* [PROBLEM DETAILS]: Pull out every line below that contains the word "ridge", matching case exactly, and copy each one in full.
::: DATA EXCERPTS
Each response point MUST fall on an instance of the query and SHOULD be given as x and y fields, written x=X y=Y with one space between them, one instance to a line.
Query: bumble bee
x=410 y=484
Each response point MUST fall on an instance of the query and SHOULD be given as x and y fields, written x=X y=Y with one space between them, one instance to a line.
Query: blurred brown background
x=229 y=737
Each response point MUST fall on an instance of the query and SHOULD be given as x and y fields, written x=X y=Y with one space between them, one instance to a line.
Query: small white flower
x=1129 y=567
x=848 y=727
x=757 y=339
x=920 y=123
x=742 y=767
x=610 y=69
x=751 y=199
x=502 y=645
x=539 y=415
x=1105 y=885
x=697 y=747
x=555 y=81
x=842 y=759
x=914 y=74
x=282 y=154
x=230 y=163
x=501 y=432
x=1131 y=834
::::::
::: DATA EXCERPTS
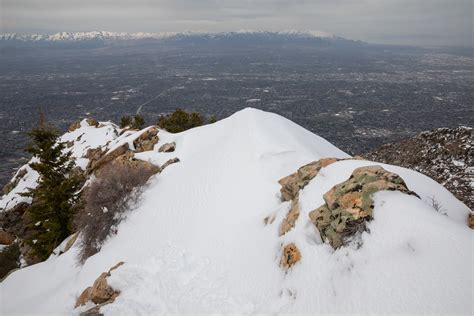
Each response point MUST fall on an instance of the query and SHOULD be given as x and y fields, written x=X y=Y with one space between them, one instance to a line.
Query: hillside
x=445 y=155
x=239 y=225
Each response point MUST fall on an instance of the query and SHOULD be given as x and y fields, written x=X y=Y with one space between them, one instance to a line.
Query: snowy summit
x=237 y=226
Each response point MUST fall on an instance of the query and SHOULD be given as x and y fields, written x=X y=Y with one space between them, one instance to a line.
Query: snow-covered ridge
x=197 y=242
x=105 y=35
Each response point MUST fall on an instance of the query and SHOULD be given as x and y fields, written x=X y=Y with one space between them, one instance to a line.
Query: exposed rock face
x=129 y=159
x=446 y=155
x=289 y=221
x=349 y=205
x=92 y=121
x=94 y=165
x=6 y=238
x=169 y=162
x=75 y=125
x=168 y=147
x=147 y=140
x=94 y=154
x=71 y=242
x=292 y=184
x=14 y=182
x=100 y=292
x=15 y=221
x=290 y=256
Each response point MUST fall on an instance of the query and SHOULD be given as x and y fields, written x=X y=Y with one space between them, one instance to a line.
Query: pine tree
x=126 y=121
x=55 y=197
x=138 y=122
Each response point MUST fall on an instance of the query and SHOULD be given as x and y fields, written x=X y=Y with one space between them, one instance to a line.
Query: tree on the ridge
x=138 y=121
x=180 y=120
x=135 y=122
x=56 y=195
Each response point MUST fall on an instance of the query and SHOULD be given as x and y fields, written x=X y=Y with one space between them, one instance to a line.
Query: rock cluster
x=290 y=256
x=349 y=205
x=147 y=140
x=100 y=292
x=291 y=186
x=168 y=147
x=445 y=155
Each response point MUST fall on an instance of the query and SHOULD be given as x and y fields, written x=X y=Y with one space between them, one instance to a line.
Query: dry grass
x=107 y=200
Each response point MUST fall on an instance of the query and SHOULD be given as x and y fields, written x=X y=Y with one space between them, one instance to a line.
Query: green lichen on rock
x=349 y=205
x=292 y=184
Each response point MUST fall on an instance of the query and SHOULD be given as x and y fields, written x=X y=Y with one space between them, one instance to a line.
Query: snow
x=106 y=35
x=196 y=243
::::::
* [TASK RESPONSE]:
Query: snow-covered ridge
Query: tree on the ridge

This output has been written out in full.